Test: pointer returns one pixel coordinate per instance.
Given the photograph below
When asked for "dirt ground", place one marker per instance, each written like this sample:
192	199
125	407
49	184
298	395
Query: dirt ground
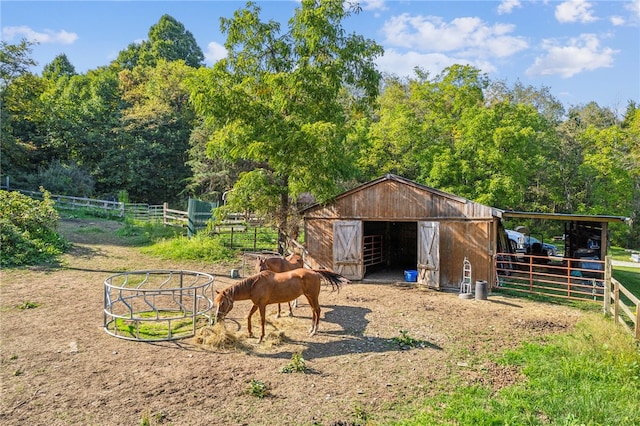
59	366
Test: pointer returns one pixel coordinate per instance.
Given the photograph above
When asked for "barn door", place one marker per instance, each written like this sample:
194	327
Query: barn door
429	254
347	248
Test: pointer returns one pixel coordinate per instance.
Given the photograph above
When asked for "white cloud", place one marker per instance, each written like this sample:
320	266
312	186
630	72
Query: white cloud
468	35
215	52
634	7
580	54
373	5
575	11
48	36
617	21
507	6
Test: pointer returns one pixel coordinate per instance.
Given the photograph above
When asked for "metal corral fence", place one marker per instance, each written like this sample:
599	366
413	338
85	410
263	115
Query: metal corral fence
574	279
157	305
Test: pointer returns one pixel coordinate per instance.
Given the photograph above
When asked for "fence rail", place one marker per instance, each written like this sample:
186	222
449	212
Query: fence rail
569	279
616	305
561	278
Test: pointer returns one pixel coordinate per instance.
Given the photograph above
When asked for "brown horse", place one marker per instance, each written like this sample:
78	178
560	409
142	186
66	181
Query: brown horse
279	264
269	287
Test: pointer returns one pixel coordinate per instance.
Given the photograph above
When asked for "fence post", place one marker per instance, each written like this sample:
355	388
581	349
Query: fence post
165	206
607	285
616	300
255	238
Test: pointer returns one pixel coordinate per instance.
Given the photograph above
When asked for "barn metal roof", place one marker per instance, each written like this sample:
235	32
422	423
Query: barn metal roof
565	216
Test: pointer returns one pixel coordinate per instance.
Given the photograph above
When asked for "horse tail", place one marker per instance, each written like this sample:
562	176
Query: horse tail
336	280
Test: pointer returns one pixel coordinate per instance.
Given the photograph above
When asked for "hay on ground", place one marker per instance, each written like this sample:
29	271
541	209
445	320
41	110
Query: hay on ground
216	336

++++++

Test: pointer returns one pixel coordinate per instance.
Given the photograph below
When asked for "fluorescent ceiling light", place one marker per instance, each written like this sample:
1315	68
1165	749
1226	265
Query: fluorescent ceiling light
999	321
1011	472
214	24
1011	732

++++++

Count how many lines in the entries above contain the string "ground", matching case exactly, and reply with only that number.

SOLVED EXERCISE
4